▸ **Task description**
Copy out the stretch of records from the line containing "segment <item>laptop keyboard</item>" through the line containing "[[[16,362],[32,396],[79,386],[73,336],[20,343]]]", requests included, and shift every outline coordinate in the answers by -106.

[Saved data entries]
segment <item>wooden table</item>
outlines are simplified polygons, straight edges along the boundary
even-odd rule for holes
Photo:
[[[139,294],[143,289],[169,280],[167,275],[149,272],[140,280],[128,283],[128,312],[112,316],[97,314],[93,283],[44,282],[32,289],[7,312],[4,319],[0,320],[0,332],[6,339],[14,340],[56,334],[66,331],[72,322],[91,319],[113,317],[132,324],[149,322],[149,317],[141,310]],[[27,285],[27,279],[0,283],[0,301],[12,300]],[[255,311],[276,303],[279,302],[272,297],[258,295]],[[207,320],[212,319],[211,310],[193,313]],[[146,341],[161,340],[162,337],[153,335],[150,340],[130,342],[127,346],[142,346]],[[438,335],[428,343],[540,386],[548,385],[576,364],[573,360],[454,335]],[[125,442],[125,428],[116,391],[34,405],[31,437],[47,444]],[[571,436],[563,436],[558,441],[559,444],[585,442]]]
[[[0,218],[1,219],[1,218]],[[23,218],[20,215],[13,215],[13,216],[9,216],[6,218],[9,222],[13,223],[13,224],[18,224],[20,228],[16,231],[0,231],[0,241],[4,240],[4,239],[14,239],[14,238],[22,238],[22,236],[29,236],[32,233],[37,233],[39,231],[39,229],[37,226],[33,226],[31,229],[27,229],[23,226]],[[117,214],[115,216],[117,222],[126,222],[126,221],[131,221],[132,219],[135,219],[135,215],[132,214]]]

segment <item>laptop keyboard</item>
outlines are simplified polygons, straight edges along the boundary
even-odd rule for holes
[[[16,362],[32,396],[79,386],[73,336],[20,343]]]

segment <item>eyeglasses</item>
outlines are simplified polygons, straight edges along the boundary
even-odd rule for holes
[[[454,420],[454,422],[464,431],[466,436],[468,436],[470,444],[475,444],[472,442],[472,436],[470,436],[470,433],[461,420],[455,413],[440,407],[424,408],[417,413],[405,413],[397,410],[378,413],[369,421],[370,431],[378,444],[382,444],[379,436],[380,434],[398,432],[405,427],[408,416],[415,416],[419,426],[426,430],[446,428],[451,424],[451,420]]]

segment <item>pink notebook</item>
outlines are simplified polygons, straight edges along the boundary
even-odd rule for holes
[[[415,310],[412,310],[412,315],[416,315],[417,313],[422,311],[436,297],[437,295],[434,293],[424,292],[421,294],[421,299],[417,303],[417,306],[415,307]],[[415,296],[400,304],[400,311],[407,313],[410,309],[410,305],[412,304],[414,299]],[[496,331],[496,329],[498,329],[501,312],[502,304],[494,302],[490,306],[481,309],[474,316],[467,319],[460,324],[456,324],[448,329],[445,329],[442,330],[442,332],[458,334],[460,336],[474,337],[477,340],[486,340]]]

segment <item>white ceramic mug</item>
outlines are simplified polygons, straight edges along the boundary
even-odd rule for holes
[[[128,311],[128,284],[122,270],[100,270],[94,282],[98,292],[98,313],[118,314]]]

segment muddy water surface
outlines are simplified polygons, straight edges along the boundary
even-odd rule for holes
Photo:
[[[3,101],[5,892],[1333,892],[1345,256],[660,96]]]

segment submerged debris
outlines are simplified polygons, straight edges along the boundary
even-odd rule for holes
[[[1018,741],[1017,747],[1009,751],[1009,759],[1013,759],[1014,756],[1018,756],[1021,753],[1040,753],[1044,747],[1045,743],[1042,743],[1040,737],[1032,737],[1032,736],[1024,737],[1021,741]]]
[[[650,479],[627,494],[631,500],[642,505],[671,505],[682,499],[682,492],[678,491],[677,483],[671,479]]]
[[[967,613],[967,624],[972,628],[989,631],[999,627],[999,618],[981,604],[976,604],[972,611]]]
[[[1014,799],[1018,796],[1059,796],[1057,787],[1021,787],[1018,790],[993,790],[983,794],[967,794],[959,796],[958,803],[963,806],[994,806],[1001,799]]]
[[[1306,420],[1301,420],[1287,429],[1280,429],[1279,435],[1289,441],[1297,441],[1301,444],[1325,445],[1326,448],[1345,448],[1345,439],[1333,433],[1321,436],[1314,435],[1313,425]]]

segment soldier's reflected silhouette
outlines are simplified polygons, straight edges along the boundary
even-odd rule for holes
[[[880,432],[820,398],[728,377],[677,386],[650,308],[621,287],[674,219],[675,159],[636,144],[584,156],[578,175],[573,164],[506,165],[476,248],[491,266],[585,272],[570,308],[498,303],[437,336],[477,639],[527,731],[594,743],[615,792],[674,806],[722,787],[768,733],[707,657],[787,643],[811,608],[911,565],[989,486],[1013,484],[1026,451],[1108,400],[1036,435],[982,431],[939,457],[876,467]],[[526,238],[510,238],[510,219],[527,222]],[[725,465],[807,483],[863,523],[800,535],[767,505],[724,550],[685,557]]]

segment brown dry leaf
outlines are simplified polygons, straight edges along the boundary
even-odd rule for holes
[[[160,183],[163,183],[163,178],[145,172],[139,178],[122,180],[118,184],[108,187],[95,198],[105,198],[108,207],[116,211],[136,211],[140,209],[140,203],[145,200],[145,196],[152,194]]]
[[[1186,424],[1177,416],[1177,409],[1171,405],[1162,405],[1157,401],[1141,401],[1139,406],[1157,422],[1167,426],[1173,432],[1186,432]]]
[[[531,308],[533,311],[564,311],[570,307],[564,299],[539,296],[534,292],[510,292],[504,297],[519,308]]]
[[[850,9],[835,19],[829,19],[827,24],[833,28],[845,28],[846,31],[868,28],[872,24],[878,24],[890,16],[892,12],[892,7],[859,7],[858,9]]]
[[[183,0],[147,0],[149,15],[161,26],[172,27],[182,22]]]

▸ **Exercise solution**
segment <item>laptop keyboard</item>
outlines are simplified polygons, straight edges along the boundary
even-odd rule for holes
[[[-90,256],[-74,290],[-27,280],[-33,230],[-86,237]]]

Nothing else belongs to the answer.